[Stored data]
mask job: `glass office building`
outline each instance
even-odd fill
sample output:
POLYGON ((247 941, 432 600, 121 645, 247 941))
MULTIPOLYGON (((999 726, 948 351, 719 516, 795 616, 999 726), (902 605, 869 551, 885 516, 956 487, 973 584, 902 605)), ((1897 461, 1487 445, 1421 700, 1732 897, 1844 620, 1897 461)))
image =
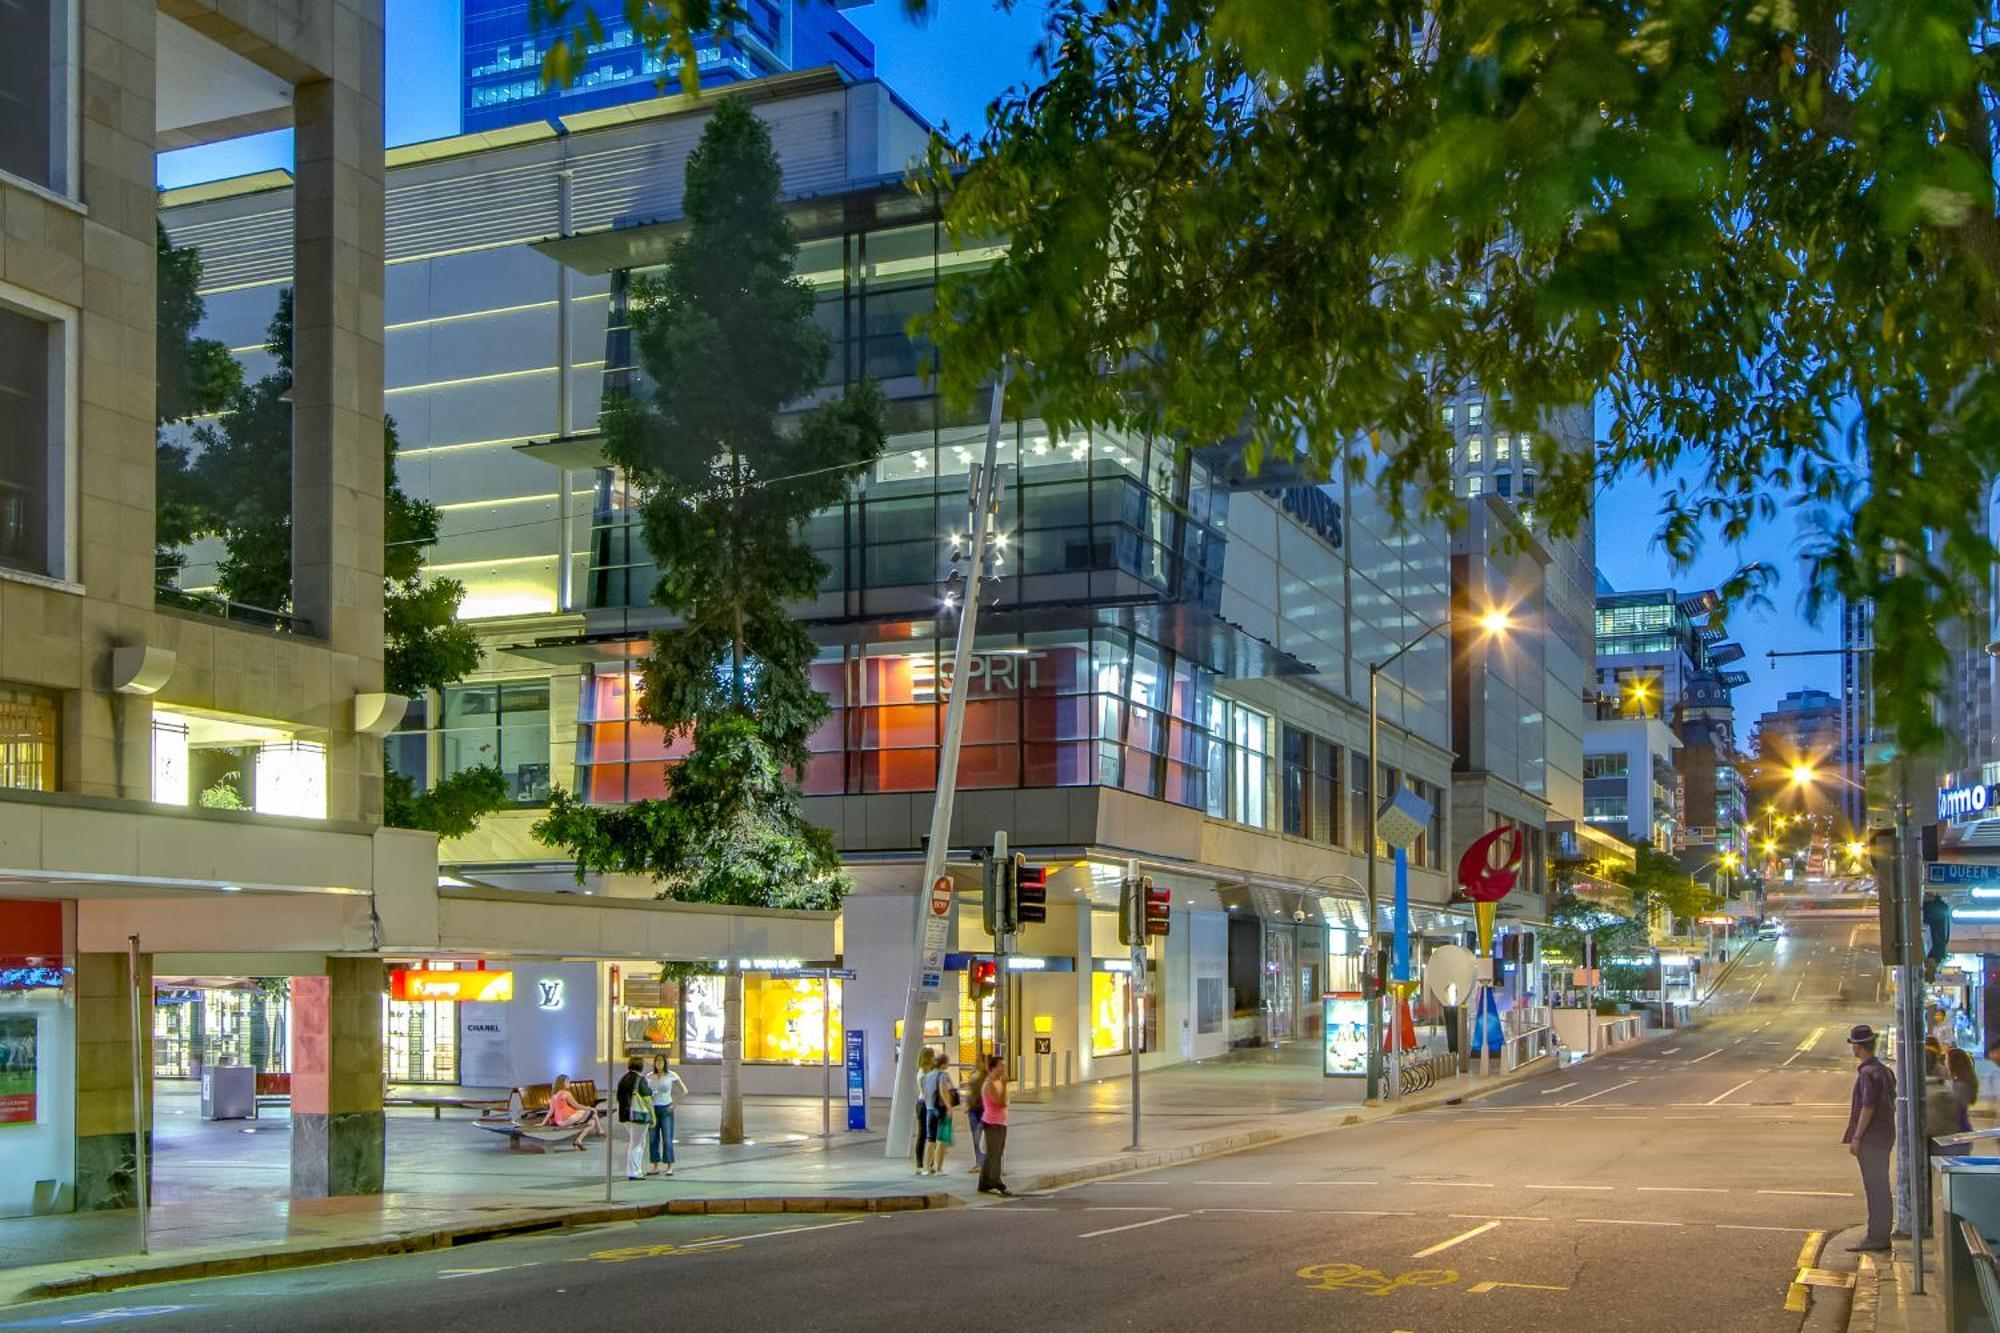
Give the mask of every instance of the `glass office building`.
MULTIPOLYGON (((679 66, 640 45, 622 4, 596 6, 603 39, 589 44, 576 83, 545 88, 542 59, 566 33, 537 28, 529 18, 529 0, 463 3, 459 120, 467 134, 680 91, 679 66)), ((710 34, 695 45, 702 87, 818 65, 832 65, 851 78, 872 77, 874 43, 841 12, 855 3, 745 0, 745 22, 727 36, 710 34)))
MULTIPOLYGON (((933 391, 936 349, 909 323, 941 281, 995 252, 949 243, 934 203, 903 185, 927 131, 880 84, 817 70, 744 96, 782 146, 797 268, 833 340, 826 386, 865 377, 889 404, 881 458, 811 522, 826 573, 797 608, 831 705, 800 775, 808 814, 858 884, 841 938, 843 965, 861 979, 844 1001, 883 1031, 900 1013, 891 979, 908 969, 897 950, 949 689, 955 625, 941 615, 941 583, 986 422, 984 403, 953 409, 933 391)), ((643 717, 634 667, 662 613, 638 497, 606 462, 598 415, 607 388, 638 373, 628 301, 677 234, 699 120, 662 104, 616 123, 522 125, 500 145, 468 137, 390 153, 398 472, 439 508, 427 568, 464 583, 462 613, 486 649, 472 678, 417 701, 390 755, 419 785, 500 765, 516 808, 444 852, 482 882, 574 887, 530 833, 549 793, 659 796, 680 744, 643 717)), ((203 331, 232 346, 255 342, 289 278, 288 248, 261 223, 282 188, 169 199, 170 232, 199 244, 207 265, 203 331)), ((1160 960, 1171 979, 1138 1029, 1150 1034, 1147 1057, 1221 1054, 1235 1020, 1259 1013, 1267 1039, 1310 1039, 1317 1007, 1298 997, 1316 994, 1328 958, 1361 938, 1367 666, 1449 613, 1442 525, 1399 530, 1358 479, 1273 489, 1240 475, 1226 450, 1063 435, 1024 400, 1006 408, 1006 554, 966 685, 959 822, 968 845, 1005 829, 1054 867, 1051 921, 1061 922, 1026 946, 1046 970, 1020 983, 1035 994, 1010 1011, 1051 1018, 1045 1078, 1057 1063, 1064 1078, 1086 1077, 1096 1054, 1129 1045, 1092 1018, 1091 998, 1115 983, 1077 978, 1108 971, 1106 959, 1129 965, 1110 908, 1137 855, 1185 914, 1160 960), (1344 924, 1331 930, 1335 917, 1344 924), (1239 955, 1254 959, 1244 969, 1259 993, 1239 987, 1243 1013, 1232 1015, 1225 979, 1239 955), (1283 960, 1277 972, 1270 959, 1283 960)), ((190 578, 204 574, 191 562, 190 578)), ((1407 786, 1432 802, 1412 892, 1440 930, 1450 924, 1449 654, 1432 635, 1381 682, 1381 790, 1407 786)), ((976 936, 975 911, 953 956, 976 956, 976 936)), ((954 1007, 936 1021, 969 1012, 976 1027, 974 998, 948 997, 954 1007)), ((871 1086, 878 1075, 886 1066, 871 1086)), ((757 1086, 812 1090, 785 1076, 773 1067, 757 1086)))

Your instructions: Above are the records; give them all again exactly, apart from the pictures.

Answer space:
mask job: `glass office building`
outline each instance
even-odd fill
sample output:
POLYGON ((247 941, 432 600, 121 645, 247 941))
MULTIPOLYGON (((999 726, 948 351, 719 516, 795 616, 999 726), (902 605, 869 551, 885 516, 956 487, 973 584, 902 605)), ((1897 461, 1487 445, 1421 700, 1732 897, 1844 620, 1897 461)))
image =
Give the mask of every instance of the `glass office building`.
MULTIPOLYGON (((679 66, 640 45, 622 4, 596 6, 603 39, 589 44, 576 83, 545 88, 542 59, 566 33, 537 28, 529 18, 529 0, 463 3, 459 120, 467 134, 680 91, 679 66)), ((710 34, 695 45, 702 87, 818 65, 832 65, 851 78, 872 77, 874 43, 841 12, 855 3, 745 0, 745 22, 727 36, 710 34)))
MULTIPOLYGON (((933 391, 936 349, 909 323, 941 281, 995 252, 949 243, 934 203, 903 185, 927 131, 880 84, 817 70, 744 96, 782 146, 797 268, 833 340, 826 386, 865 377, 889 404, 881 458, 811 522, 826 573, 797 608, 831 705, 800 775, 808 814, 858 884, 841 938, 843 965, 861 979, 844 1001, 883 1031, 900 1013, 891 979, 908 969, 897 950, 949 689, 955 625, 941 615, 941 583, 986 422, 984 403, 953 409, 933 391)), ((643 717, 634 667, 662 613, 638 497, 606 462, 598 415, 607 388, 638 373, 628 301, 677 234, 699 120, 662 104, 616 123, 522 125, 500 145, 468 137, 390 153, 398 472, 439 508, 427 568, 464 583, 462 613, 486 649, 472 678, 417 701, 390 755, 419 785, 500 765, 516 808, 444 852, 482 882, 574 887, 530 833, 549 793, 659 796, 680 744, 643 717)), ((203 331, 232 346, 255 342, 289 278, 288 248, 261 223, 282 188, 169 199, 170 232, 199 244, 207 265, 203 331)), ((1160 960, 1171 979, 1138 1029, 1150 1034, 1147 1057, 1221 1054, 1235 1020, 1259 1013, 1267 1039, 1310 1039, 1317 1007, 1298 997, 1316 994, 1328 958, 1361 938, 1367 666, 1449 613, 1442 525, 1399 530, 1358 479, 1273 489, 1240 475, 1226 450, 1063 435, 1024 400, 1006 408, 1006 554, 966 685, 959 822, 968 845, 1005 829, 1054 867, 1051 921, 1061 922, 1026 946, 1046 970, 1020 983, 1035 994, 1010 1011, 1051 1018, 1045 1078, 1057 1063, 1064 1078, 1086 1077, 1096 1054, 1129 1045, 1092 1018, 1091 998, 1115 983, 1077 978, 1108 971, 1106 959, 1129 965, 1110 908, 1137 855, 1185 914, 1160 960), (1344 924, 1331 930, 1335 917, 1344 924), (1239 955, 1254 959, 1244 969, 1259 993, 1239 987, 1243 1013, 1232 1015, 1225 979, 1239 955), (1283 960, 1277 972, 1270 959, 1283 960)), ((190 578, 204 574, 191 562, 190 578)), ((1407 786, 1432 802, 1412 892, 1440 930, 1450 924, 1449 654, 1432 635, 1381 682, 1381 790, 1407 786)), ((976 936, 975 911, 953 956, 976 956, 976 936)), ((954 1007, 936 1021, 969 1012, 976 1027, 974 998, 948 997, 954 1007)), ((871 1086, 878 1075, 886 1066, 871 1086)), ((757 1086, 812 1090, 785 1076, 773 1067, 757 1086)))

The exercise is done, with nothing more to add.